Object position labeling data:
§
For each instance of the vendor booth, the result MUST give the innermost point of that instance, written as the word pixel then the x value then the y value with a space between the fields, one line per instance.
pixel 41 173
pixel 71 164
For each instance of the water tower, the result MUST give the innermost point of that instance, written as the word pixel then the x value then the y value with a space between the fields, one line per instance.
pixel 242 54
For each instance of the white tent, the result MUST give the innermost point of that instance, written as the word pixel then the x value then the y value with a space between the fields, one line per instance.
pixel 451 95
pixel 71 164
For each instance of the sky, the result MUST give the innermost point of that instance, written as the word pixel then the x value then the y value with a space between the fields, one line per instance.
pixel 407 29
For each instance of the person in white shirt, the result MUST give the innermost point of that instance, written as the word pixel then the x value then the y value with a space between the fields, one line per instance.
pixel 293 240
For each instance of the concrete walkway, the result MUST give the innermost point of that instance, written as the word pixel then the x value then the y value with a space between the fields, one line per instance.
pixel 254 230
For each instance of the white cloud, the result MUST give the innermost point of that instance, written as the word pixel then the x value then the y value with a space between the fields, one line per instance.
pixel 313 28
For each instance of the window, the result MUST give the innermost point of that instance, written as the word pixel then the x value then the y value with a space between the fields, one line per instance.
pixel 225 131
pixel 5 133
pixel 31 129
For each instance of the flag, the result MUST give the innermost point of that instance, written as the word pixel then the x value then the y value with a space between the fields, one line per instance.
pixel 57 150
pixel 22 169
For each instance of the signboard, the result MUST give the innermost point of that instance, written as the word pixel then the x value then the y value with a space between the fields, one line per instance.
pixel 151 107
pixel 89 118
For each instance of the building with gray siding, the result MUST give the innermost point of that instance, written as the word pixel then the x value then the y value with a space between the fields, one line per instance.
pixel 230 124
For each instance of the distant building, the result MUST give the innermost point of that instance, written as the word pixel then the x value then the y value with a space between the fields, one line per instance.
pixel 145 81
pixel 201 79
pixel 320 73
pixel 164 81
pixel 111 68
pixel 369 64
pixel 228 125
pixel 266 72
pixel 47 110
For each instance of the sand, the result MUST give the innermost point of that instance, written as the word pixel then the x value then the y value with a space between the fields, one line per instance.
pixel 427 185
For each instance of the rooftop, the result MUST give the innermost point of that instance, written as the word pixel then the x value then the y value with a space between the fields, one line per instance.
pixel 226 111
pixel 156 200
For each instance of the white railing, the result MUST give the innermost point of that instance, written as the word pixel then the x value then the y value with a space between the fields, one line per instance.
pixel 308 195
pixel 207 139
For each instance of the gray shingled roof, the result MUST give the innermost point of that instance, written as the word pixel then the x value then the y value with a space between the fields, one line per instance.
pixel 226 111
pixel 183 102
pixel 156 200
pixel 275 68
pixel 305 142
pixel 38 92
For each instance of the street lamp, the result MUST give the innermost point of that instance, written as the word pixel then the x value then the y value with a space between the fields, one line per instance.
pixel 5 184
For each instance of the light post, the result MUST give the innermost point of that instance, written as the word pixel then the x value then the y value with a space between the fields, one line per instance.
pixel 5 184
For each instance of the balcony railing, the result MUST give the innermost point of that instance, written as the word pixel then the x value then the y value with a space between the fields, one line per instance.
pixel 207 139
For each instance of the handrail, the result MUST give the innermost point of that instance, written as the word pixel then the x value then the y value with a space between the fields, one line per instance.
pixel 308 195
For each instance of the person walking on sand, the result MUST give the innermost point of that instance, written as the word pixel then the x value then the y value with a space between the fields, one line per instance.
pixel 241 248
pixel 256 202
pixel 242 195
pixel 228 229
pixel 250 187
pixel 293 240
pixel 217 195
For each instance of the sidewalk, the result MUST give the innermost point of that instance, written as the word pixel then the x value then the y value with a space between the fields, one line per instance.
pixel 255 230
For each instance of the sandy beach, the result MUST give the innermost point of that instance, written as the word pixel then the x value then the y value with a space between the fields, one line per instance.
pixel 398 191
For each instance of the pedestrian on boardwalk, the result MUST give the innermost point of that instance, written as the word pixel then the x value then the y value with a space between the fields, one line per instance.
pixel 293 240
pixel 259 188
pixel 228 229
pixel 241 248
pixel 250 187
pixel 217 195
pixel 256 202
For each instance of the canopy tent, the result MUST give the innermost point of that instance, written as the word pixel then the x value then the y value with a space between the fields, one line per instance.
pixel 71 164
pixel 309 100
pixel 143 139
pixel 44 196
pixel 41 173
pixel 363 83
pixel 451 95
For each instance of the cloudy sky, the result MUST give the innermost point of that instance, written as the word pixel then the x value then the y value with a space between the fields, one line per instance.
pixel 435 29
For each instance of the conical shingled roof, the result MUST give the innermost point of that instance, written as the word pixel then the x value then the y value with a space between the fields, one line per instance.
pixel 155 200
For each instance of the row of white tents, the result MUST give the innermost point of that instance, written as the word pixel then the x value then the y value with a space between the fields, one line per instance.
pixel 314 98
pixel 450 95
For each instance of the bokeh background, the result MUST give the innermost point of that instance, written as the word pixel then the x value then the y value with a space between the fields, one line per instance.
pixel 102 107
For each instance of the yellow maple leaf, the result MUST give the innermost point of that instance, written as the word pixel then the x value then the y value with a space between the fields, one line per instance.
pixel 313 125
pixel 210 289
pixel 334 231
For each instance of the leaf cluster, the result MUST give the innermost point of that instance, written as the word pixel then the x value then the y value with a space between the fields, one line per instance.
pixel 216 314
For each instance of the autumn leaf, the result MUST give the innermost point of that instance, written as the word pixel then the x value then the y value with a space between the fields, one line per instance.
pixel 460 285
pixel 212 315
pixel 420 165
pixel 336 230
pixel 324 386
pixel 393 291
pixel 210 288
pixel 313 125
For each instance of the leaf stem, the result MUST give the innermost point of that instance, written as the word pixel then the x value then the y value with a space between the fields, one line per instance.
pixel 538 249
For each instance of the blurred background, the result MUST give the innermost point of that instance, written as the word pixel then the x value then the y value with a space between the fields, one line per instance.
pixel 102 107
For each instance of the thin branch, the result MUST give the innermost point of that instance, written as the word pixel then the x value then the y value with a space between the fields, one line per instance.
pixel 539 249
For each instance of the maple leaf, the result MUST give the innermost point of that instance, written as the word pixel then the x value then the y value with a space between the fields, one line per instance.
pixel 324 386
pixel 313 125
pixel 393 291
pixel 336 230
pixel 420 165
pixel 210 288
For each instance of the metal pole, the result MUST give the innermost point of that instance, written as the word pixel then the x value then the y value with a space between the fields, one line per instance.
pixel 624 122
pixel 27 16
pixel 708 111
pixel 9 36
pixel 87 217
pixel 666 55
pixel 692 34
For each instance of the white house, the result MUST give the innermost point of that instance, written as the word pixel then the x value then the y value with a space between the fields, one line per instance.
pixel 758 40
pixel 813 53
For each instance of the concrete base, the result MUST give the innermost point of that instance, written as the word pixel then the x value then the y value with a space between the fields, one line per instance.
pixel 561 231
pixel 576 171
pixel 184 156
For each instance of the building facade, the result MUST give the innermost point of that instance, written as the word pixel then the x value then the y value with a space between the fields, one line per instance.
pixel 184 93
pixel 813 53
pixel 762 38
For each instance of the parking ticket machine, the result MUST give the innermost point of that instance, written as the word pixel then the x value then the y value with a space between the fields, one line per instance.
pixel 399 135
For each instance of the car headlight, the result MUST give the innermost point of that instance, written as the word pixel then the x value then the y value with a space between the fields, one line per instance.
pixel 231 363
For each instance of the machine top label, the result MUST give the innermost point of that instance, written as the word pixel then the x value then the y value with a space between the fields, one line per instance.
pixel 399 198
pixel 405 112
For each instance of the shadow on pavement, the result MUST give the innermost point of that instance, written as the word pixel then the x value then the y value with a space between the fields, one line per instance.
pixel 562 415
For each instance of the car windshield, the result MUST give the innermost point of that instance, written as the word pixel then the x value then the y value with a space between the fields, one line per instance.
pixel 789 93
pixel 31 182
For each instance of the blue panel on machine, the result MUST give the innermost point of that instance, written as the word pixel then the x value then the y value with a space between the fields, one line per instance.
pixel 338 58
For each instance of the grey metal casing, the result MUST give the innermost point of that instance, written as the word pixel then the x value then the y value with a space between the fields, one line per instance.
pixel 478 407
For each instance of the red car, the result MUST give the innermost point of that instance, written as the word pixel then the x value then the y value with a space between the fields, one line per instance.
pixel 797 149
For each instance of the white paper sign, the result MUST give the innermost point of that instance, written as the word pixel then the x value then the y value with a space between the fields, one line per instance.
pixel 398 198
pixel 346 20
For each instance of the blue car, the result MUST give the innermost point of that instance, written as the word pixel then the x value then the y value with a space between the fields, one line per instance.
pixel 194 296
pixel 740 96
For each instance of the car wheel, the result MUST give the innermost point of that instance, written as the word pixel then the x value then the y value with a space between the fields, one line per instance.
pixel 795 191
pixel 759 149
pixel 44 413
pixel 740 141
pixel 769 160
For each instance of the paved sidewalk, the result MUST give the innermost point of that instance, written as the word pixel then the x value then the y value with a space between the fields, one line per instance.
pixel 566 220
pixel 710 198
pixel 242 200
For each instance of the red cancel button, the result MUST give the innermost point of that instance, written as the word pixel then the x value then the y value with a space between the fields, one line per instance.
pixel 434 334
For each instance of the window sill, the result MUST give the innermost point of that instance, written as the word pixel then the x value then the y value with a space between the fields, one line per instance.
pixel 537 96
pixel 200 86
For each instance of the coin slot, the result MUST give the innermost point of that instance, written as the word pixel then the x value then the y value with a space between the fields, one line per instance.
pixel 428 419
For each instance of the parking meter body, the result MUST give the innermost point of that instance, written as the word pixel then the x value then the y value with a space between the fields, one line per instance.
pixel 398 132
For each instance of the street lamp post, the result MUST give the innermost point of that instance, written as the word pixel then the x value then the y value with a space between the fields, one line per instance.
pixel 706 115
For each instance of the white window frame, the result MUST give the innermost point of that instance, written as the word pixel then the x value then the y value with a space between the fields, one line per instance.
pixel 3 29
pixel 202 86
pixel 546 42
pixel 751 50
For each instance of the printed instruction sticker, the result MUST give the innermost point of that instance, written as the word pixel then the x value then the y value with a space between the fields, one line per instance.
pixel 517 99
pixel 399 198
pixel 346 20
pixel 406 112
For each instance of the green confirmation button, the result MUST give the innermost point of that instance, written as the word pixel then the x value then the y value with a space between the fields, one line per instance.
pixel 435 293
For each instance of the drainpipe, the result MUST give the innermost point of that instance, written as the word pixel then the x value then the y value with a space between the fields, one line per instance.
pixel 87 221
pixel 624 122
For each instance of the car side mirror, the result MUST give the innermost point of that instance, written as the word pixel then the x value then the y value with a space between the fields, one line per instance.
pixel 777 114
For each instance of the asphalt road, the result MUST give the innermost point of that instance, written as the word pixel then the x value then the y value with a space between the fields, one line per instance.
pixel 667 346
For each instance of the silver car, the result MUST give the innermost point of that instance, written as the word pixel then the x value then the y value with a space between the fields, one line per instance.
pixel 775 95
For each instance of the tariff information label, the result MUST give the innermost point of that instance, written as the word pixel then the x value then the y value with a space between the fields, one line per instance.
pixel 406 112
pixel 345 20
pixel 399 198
§
> EXERCISE REQUIREMENTS
Reproduce verbatim the lines of the data above, starting with the line containing "For each instance of the red cancel" and continuing through the line containing "pixel 434 334".

> ANSWER FOR THE TASK
For each instance of the red cancel button, the result MUST give the innermost point of that instance, written as the word pixel then the x value then the y value with a space between the fields, one line per instance.
pixel 434 334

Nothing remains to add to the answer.